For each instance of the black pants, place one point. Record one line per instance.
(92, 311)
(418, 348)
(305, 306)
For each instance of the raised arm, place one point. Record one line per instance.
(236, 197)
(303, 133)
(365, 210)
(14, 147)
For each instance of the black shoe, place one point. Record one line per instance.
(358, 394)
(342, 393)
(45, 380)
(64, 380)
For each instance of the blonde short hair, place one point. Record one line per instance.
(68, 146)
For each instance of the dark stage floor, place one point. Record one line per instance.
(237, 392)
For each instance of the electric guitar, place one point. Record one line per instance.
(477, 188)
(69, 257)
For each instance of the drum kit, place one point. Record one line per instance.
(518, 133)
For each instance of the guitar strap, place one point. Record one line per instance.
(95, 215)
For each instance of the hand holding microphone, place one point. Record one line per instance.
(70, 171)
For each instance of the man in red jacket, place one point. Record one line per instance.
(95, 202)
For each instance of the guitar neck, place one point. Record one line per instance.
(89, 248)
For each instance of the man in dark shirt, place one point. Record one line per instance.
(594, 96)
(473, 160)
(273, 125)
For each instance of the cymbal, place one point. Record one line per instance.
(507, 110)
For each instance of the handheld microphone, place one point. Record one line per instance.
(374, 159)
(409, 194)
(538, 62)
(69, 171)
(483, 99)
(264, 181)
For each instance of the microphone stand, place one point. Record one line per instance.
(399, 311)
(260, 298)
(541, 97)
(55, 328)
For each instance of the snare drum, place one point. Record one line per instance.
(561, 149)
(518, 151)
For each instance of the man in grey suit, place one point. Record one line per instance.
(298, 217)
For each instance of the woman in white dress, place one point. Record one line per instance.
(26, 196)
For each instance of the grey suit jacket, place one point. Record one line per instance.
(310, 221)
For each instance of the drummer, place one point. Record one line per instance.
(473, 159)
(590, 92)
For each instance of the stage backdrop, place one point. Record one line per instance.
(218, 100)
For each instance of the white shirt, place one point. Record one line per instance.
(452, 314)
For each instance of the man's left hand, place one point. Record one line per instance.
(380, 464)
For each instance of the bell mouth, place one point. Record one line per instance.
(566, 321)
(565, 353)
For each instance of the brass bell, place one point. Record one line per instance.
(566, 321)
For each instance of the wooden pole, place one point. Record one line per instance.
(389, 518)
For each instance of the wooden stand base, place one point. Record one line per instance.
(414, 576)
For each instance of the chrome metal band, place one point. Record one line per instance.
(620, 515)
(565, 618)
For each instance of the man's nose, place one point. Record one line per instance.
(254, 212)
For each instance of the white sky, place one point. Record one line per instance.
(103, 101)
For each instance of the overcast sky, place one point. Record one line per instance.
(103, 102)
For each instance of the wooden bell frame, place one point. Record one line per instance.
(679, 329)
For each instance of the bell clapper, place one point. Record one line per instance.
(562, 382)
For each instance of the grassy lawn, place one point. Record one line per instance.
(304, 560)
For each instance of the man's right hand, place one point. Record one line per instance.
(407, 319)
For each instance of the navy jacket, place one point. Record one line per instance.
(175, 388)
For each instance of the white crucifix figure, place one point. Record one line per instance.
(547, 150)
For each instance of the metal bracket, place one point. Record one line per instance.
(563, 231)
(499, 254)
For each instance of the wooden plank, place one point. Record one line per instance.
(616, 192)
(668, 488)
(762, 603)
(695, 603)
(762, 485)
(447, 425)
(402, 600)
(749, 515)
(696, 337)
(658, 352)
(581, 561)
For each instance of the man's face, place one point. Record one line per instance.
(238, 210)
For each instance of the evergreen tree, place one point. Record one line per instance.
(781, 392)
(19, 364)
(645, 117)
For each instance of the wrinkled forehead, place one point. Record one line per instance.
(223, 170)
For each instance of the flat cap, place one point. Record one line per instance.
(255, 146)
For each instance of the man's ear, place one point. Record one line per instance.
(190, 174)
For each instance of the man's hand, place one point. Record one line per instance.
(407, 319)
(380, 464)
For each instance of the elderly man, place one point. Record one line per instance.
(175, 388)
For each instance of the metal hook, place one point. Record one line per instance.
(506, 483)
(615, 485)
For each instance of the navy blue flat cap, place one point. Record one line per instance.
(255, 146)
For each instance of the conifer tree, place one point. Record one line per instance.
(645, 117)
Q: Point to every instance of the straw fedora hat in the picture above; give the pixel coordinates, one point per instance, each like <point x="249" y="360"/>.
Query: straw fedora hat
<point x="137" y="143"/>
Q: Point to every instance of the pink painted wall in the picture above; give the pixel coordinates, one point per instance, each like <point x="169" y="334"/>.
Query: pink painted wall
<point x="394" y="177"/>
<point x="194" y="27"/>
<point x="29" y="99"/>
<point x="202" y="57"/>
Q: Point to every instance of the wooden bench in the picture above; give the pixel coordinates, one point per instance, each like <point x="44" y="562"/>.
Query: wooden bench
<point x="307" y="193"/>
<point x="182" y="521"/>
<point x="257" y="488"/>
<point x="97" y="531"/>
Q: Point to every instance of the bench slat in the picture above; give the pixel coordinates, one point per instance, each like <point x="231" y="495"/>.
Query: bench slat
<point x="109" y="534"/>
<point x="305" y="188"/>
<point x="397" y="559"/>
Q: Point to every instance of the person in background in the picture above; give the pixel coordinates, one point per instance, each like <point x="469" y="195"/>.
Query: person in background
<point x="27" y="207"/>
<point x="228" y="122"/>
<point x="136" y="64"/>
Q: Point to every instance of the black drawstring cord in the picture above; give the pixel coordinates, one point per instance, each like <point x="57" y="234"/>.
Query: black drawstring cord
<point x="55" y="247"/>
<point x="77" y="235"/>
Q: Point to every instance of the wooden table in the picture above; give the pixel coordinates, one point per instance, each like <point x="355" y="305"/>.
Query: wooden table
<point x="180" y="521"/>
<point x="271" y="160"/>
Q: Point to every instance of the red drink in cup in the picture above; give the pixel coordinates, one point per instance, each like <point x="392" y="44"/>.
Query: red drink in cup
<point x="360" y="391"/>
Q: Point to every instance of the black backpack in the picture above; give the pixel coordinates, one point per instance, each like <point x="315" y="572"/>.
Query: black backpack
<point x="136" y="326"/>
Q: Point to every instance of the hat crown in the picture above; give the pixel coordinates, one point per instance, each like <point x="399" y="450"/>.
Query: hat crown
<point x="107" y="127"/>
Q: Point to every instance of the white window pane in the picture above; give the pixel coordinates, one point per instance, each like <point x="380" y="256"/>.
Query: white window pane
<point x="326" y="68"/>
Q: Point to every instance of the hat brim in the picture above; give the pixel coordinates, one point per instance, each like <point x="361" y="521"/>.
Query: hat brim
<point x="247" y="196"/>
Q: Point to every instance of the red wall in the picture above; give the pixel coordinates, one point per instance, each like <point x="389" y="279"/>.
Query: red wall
________
▶ Short problem
Rewrite the listing above with every "instance" changed to "occurrence", keeping everything else the same.

▶ Output for this exercise
For each occurrence of the black pants, place one point. Record one line per occurrence.
(92, 311)
(418, 348)
(305, 306)
For each occurrence of the raised arm, place one point. Record one line per occurrence.
(236, 197)
(303, 133)
(365, 210)
(14, 147)
For each occurrence of the black shoe, place one point. Record one line per occurrence.
(358, 394)
(342, 393)
(45, 380)
(64, 380)
For each occurrence of the blonde short hair, place one point. Record one line per occurrence.
(68, 146)
For each occurrence of the dark stage floor, place one point. Record one line per occurrence.
(237, 392)
For each occurrence of the electric guitar, place one point. Record one line per occurrence.
(477, 188)
(69, 257)
For each occurrence of the drum kit, place one point. Record one line per occurrence.
(518, 133)
For each occurrence of the guitar strap, place one point. Record one line per occurrence.
(95, 215)
For each occurrence of the hand holding microphone, place one point. Record one line per occurrence.
(70, 171)
For each occurrence of the man in red jacket, place one point. Record one line per occurrence.
(95, 202)
For each occurrence of the guitar neck, place one point. Record one line per occurrence.
(89, 248)
For each occurrence of the man in dark shirt, place one point. Record one line per occurrence.
(594, 96)
(473, 160)
(273, 125)
For each occurrence of the cymbal, place one point. Record one line per occurrence.
(507, 110)
For each occurrence of the handheld microphone, place one point. Record one line per occurrence.
(374, 159)
(409, 194)
(538, 62)
(69, 171)
(483, 99)
(264, 181)
For each occurrence of the microphone stand, place one point. Record one line per occurrence.
(399, 311)
(260, 298)
(541, 97)
(55, 328)
For each occurrence of the snare drum, place one point. Record one line per occurrence.
(561, 149)
(518, 151)
For each occurrence of the man in grey suit, place one point. Record one line per occurrence.
(298, 217)
For each occurrence of the woman in white dress, place one point. Record one line per occurrence.
(26, 196)
For each occurrence of the grey suit jacket, place one point. Record one line per occurrence.
(310, 221)
For each occurrence of the drummer, place one point. Record one line per occurrence.
(473, 159)
(590, 92)
For each occurrence of the stage backdrop, place one point. Record one line per occurrence.
(218, 100)
For each occurrence of the white shirt, place one point. Record one line per occurrence.
(452, 314)
For each occurrence of the man's left hand, place one point. Record one line per occurrence.
(380, 464)
For each occurrence of the bell mouth, place one point. Record one line per occurrence.
(566, 321)
(565, 353)
For each occurrence of the brass bell, place one point. Record one line per occurrence.
(566, 321)
For each occurrence of the wooden pole, place one point. Record one line per occurrence.
(389, 518)
For each occurrence of the wooden stand base, place one point. Record one line per occurrence.
(414, 576)
For each occurrence of the chrome metal band, place one point. Record one line per occurrence.
(620, 515)
(565, 618)
For each occurrence of the man's nose, place one point. Record one line per occurrence.
(254, 212)
For each occurrence of the white sky, place one point. Record one line per occurrence.
(103, 101)
For each occurrence of the overcast sky, place one point. Record one line per occurrence.
(103, 102)
For each occurrence of the wooden bell frame, place one point. Record one line per occurrence.
(679, 329)
For each occurrence of the bell clapper, place one point. Record one line per occurrence.
(562, 382)
For each occurrence of the grassy lawn, place one point. Record one line per occurrence.
(304, 560)
For each occurrence of the man's right hand, place one point. Record one line per occurrence.
(407, 319)
For each occurrence of the navy jacket, place one point. Record one line per occurrence.
(175, 388)
For each occurrence of the white crucifix figure, place one point. Record one line per occurrence.
(547, 150)
For each occurrence of the metal bracket, place one point. Record one line per occurrence.
(563, 231)
(499, 254)
For each occurrence of the wooden plank, place one point. Record one line per occurrence.
(616, 192)
(668, 488)
(762, 603)
(695, 603)
(762, 485)
(447, 425)
(402, 600)
(749, 515)
(696, 337)
(658, 352)
(581, 561)
For each occurrence of the man's face, place one point. Record one line per occurrence.
(238, 210)
For each occurrence of the evergreen tree, place one point. Record one line per occurrence.
(781, 392)
(19, 364)
(645, 117)
For each occurrence of the wrinkled forehead, place one point. Record one line per occurrence.
(223, 170)
For each occurrence of the flat cap, place one point. Record one line per occurrence.
(255, 146)
For each occurrence of the man's ear, place one point. Record one line per occurrence.
(190, 174)
For each occurrence of the man's hand, place one point. Record one line per occurrence.
(407, 319)
(380, 464)
For each occurrence of the elderly man, place one point. Record one line per occurrence.
(175, 388)
For each occurrence of the metal hook, place one point. Record one line per occurrence.
(506, 483)
(615, 485)
For each occurrence of the navy blue flat cap, place one point. Record one line per occurrence.
(255, 146)
For each occurrence of the conifer tree, place one point. Record one line per occurrence.
(645, 117)
Q: Point to every occurrence of the straw fedora hat in the picture above; give the pixel coordinates, one point per occurrence, each like <point x="249" y="360"/>.
Query: straw fedora hat
<point x="137" y="143"/>
Q: Point to every occurrence of the pink painted wall in the picture above; give the pixel coordinates, one point per occurrence, each like <point x="169" y="334"/>.
Query: pink painted wall
<point x="394" y="177"/>
<point x="194" y="27"/>
<point x="29" y="99"/>
<point x="202" y="57"/>
Q: Point to every occurrence of the wooden bench in the picture above; give the pixel coordinates, one point per occurrence, each like <point x="44" y="562"/>.
Query: wooden bench
<point x="307" y="193"/>
<point x="182" y="521"/>
<point x="257" y="488"/>
<point x="97" y="531"/>
Q: Point to every occurrence of the bench slat in the picture above; give the pixel coordinates, one point per occurrence, each like <point x="231" y="495"/>.
Query: bench slat
<point x="109" y="534"/>
<point x="305" y="188"/>
<point x="397" y="559"/>
Q: Point to every occurrence of the person in background in the picture above; give the pixel coordinates, one point per occurrence, each like <point x="469" y="195"/>.
Query: person in background
<point x="27" y="207"/>
<point x="228" y="122"/>
<point x="136" y="64"/>
Q: Point to every occurrence of the black drawstring cord in the picture above; give the pixel coordinates, one point per occurrence, each like <point x="57" y="234"/>.
Query: black drawstring cord
<point x="55" y="247"/>
<point x="77" y="235"/>
Q: Point to every occurrence of the wooden table in the picture above; give the pixel coordinates, one point per occurrence, each like <point x="355" y="305"/>.
Query: wooden table
<point x="180" y="521"/>
<point x="271" y="160"/>
Q: Point to every occurrence of the red drink in cup in the picture above; give the pixel coordinates, one point per occurrence, each like <point x="392" y="44"/>.
Query: red drink in cup
<point x="360" y="391"/>
Q: Point to every occurrence of the black backpack in the picture above; give the pixel coordinates, one point per occurrence, each like <point x="315" y="572"/>.
Query: black backpack
<point x="136" y="326"/>
Q: Point to every occurrence of the hat crown in the picture above; give the pixel coordinates, one point per occurrence, each like <point x="399" y="450"/>.
Query: hat crown
<point x="107" y="127"/>
Q: Point to every occurrence of the white window pane in the picture above; give the pixel coordinates, one point per occurrence, each like <point x="380" y="256"/>.
Query: white window pane
<point x="326" y="68"/>
Q: Point to every occurrence of the hat brim in the picture above; give the pixel coordinates, one point per occurrence, each like <point x="361" y="521"/>.
Query: hat brim
<point x="247" y="196"/>
Q: Point to every occurrence of the red wall in the picture above; give the pixel coordinates, one point per occurrence, each like <point x="389" y="279"/>.
Query: red wall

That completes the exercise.